■ **PROBLEM DETAILS**: Below is a block of records; reproduce all of them exactly and leave out any pictures.
═══ THE RECORDS
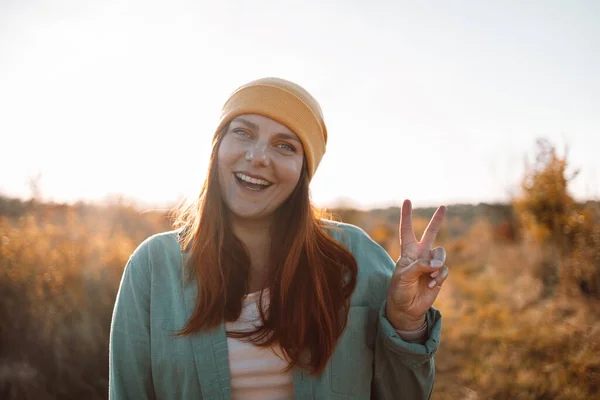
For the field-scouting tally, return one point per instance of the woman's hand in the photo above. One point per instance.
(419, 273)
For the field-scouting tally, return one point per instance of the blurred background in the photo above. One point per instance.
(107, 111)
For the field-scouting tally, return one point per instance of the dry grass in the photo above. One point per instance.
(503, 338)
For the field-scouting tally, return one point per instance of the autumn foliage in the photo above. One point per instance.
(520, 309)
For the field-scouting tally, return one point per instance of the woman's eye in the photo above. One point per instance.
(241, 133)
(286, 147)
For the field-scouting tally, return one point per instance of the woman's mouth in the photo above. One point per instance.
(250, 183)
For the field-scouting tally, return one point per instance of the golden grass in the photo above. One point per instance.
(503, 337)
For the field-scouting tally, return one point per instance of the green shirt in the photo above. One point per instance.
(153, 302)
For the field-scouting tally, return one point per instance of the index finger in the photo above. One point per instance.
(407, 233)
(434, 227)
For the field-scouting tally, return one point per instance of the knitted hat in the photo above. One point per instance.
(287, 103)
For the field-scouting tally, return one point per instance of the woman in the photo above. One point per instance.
══════
■ **RESULT OF THIS TASK**:
For the field-scouting tally, return one point per instance of the woman's hand in the photo above. One point per instance.
(419, 273)
For the field-scouting tally, return one point per instance of the blurred background in the photo above. One point per instance.
(107, 111)
For the field-scouting tally, return one point per instance of the dry grass in the photo above. One point per instance.
(503, 338)
For the field-scouting tally, return one point per instance of the autumn foliage in the photo above. One point per instance.
(520, 309)
For the field-scouting tally, return one point per instance of the woman's eye in the photo above. One point per instance.
(241, 133)
(286, 147)
For the field-scouting tally, return one point per instance of the woman's mouth in the photo above. One point per instance.
(250, 183)
For the field-scouting tally, return one point per instance of the golden grass in the photo above. One point per instance.
(503, 337)
For the field-scouting tally, return one point per instance of the green shirt in the photo above. One point per instance.
(153, 302)
For the field-scouting tally, return one point per instance of the index finger in the photo above. One point per instance.
(407, 233)
(434, 227)
For the field-scouting tally, return one point per instance of the knitted hat in the photo above. One point per instance.
(287, 103)
For the field-scouting tally, return one point per instance of the woman in the photo above. One point per instance.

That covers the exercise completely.